▶ _QUOTED TEXT_

• • • • •

Covered transactions involving the following covered technologies are notifiable:
– development of any AI system not otherwise covered by the prohibited transaction definition, where such AI system is
- designed or intended to be used for certain end uses or applications; or
- trained using a quantity of computing power greater than 10^23 computational operations.
Knowledge Standard and Diligence Expectations
The OISP imposes obligations on U.S. persons who have “knowledge” of relevant facts or circumstances related to a covered transaction. A U.S. person is deemed to have knowledge if it possesses actual knowledge or awareness of a “high probability”’ or “reason to know” of a relevant fact or circumstance.
U.S. persons should undertake a “reasonable and diligent inquiry” to obtain information relating to whether a proposed investment is within the OISP’s scope. The final rule specifies several factors Treasury will consider when evaluating whether a U.S. person has engaged in a “reasonable and diligent inquiry,” including efforts to obtain information from the target, review publicly available information, and obtain representations and warranties relating to the OISP’s applicability. Recognizing that a U.S. person may face obstacles to conducting due diligence, Treasury will assess a “reasonable and diligent inquiry” based on the totality of relevant facts and circumstances and may include, in part, reliance on representations the non-U.S. target makes.
The knowledge standard and notification requirements can extend after completion of a covered transaction. If a U.S. person subsequently obtains knowledge that a previous transaction was a covered transaction at the time it took place, it must notify Treasury within 30 days of acquiring such knowledge.
Notification Requirements
If a transaction is notifiable, the U.S. person must submit a notification through Treasury’s online filing portal within 30 days of the completion date. Notification filings will require similar information to CFIUS investment review filings, including:
- details about both transaction parties, including contact information, party descriptions, and organizational charts describing the parties’ structures;
- descriptions of the transaction rationale, transaction status, transaction value, and the relevant national security technologies and products that put this transaction within scope of the regime; and
- information regarding the parties’ post-transaction plans, including any equity interest, voting interest, board seat, or other control changes following the transaction.
Following submission of the notification, Treasury may engage with the U.S. person and seek follow-up information. However, it is also possible that the U.S. person will not receive any follow up questions, and communication with Treasury will be limited to electronic acknowledgement of receipt. Treasury has clarified that the OISP notification process is not a substantive review process like the CFIUS regime. It remains to be seen whether and how Treasury will utilize the data collected through OISP notifications.
Violations and Penalties
Violations will be subject to the civil and criminal penalties outlined in the International Emergency Economic Powers Act, including civil monetary penalties of up to the greater of $368,136 or twice the transaction’s value. Treasury may also refer criminal violations to the attorney general for willful violations.
The Treasury secretary may also nullify, void, or otherwise compel divestment of the prohibited transaction.

• • • • •

Coordinate annotation entries
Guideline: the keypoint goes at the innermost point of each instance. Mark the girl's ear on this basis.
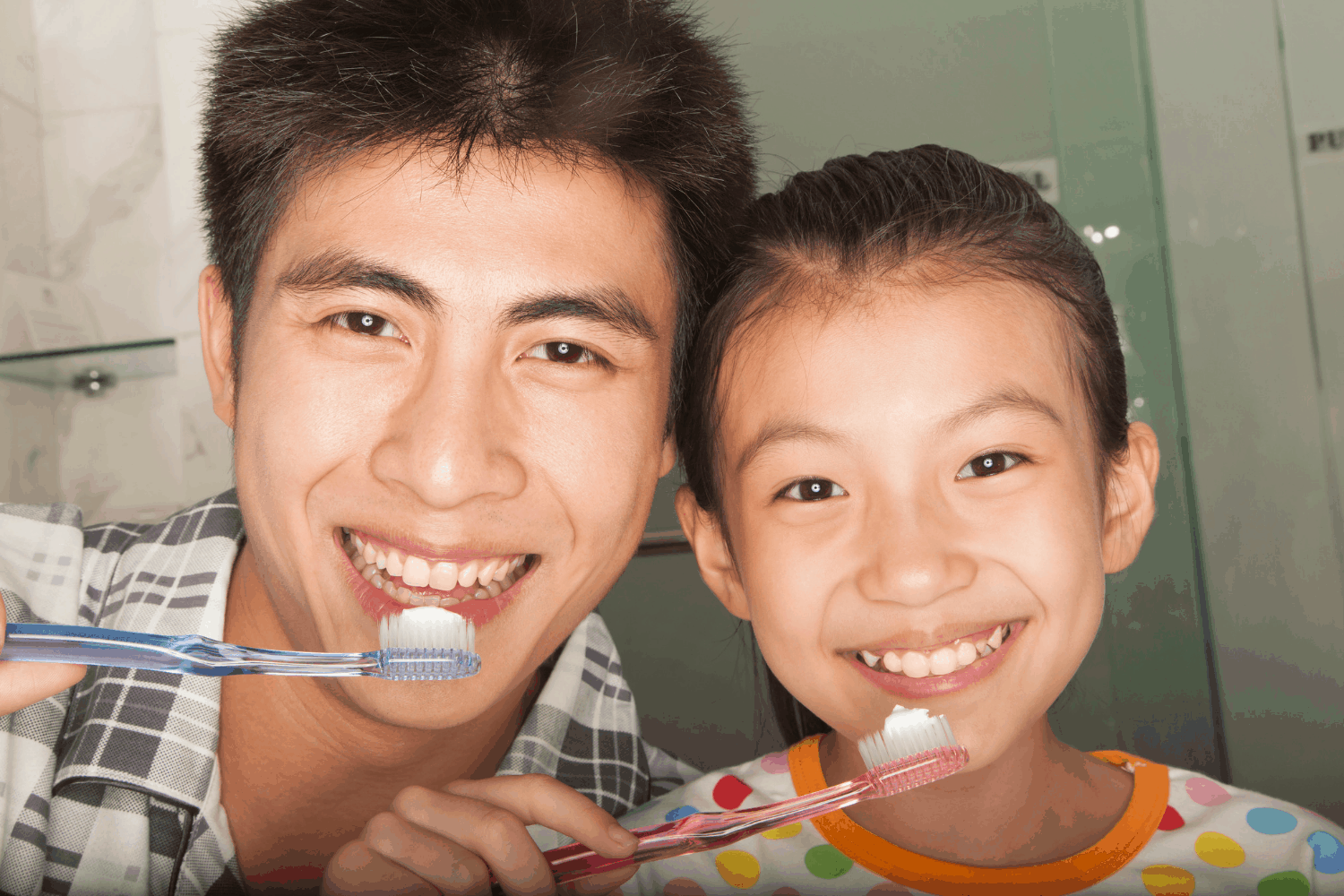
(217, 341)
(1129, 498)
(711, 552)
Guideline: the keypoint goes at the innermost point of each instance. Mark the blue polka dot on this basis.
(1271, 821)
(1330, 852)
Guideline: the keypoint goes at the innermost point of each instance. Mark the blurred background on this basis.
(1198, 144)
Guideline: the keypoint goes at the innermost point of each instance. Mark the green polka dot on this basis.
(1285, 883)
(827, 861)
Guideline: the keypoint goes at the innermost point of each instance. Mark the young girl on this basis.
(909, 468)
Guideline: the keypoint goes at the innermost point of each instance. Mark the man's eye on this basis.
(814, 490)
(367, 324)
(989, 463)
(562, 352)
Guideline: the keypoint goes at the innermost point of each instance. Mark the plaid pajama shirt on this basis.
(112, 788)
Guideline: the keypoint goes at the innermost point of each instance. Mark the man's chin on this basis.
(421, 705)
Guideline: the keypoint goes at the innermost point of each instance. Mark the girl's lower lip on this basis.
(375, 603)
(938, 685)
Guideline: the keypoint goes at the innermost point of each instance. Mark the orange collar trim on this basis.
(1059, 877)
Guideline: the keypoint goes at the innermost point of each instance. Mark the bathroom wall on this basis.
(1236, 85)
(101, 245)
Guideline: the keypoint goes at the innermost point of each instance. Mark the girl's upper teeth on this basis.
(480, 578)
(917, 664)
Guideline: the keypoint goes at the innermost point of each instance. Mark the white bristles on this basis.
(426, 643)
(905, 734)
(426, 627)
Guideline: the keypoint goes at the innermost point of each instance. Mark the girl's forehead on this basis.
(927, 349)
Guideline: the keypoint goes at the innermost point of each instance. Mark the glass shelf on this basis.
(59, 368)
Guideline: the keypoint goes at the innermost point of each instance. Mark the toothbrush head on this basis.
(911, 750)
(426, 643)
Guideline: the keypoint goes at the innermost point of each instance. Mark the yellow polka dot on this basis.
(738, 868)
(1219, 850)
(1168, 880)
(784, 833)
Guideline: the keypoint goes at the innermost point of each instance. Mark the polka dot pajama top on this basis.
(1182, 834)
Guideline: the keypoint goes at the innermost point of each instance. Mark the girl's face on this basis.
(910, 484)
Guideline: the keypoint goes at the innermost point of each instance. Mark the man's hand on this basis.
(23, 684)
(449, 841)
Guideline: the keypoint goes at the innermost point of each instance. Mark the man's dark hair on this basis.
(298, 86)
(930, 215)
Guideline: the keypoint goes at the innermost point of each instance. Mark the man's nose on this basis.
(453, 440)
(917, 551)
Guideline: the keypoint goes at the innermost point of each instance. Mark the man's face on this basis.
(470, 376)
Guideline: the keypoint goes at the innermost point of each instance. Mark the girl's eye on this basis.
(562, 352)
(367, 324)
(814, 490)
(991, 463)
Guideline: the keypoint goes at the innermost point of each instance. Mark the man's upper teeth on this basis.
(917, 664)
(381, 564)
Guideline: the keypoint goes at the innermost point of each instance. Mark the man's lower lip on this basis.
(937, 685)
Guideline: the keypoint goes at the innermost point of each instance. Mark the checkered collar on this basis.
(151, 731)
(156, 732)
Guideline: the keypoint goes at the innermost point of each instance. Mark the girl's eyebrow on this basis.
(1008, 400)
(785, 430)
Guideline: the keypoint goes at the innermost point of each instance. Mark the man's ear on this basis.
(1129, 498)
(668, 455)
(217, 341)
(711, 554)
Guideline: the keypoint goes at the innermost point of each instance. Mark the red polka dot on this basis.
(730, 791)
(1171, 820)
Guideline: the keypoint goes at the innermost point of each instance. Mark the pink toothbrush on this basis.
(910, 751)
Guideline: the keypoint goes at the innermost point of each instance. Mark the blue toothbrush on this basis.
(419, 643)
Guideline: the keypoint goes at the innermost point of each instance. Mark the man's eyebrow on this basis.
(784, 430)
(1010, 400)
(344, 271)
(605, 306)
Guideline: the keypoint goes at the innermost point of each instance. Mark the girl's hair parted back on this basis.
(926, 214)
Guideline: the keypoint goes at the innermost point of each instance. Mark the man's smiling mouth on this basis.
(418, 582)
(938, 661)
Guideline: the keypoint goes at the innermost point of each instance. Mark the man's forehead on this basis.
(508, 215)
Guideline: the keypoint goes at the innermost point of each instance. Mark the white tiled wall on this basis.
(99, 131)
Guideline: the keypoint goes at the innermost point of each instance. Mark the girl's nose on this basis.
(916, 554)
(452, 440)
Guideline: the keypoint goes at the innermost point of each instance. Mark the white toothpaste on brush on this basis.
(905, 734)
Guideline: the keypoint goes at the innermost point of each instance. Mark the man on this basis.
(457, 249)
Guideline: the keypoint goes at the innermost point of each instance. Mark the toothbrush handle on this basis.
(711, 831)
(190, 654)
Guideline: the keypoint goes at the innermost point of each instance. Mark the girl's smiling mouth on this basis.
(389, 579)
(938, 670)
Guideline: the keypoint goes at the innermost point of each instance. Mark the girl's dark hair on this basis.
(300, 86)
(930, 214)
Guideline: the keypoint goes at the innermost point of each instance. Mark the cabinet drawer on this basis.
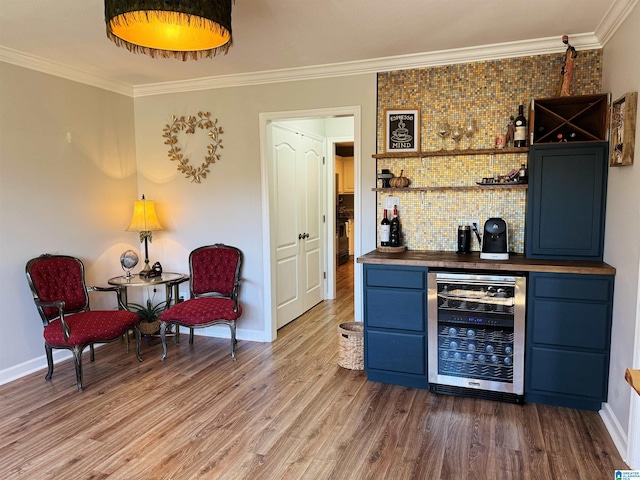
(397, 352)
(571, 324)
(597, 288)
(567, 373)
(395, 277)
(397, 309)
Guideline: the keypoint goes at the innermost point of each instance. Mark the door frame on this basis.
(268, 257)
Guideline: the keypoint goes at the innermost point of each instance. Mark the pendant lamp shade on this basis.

• • • • •

▶ _INSTRUCTIONS_
[A] According to the passage on outbound investment rules, how soon after the completion date must a U.S. person notify Treasury of a notifiable transaction?
[B] Print, word for word, the stretch of the listing from the line containing "drawer on this basis." through the last line of the listing, with both ends included and the pictures left out.

▶ _ANSWERS IN ORDER_
[A] Within 30 days of the completion date.

[B]
Guideline: the keypoint goes at the innermost point of each instance. Mark the cabinet drawer on this basis.
(397, 352)
(571, 324)
(597, 288)
(567, 373)
(395, 277)
(397, 309)
Guideline: the keypoint goes at the innermost point of each instance. Mark the door frame on this basis.
(268, 257)
Guideline: the keypoint goes at the innermost point of each instance. Mark the pendant lamp shade on this basis.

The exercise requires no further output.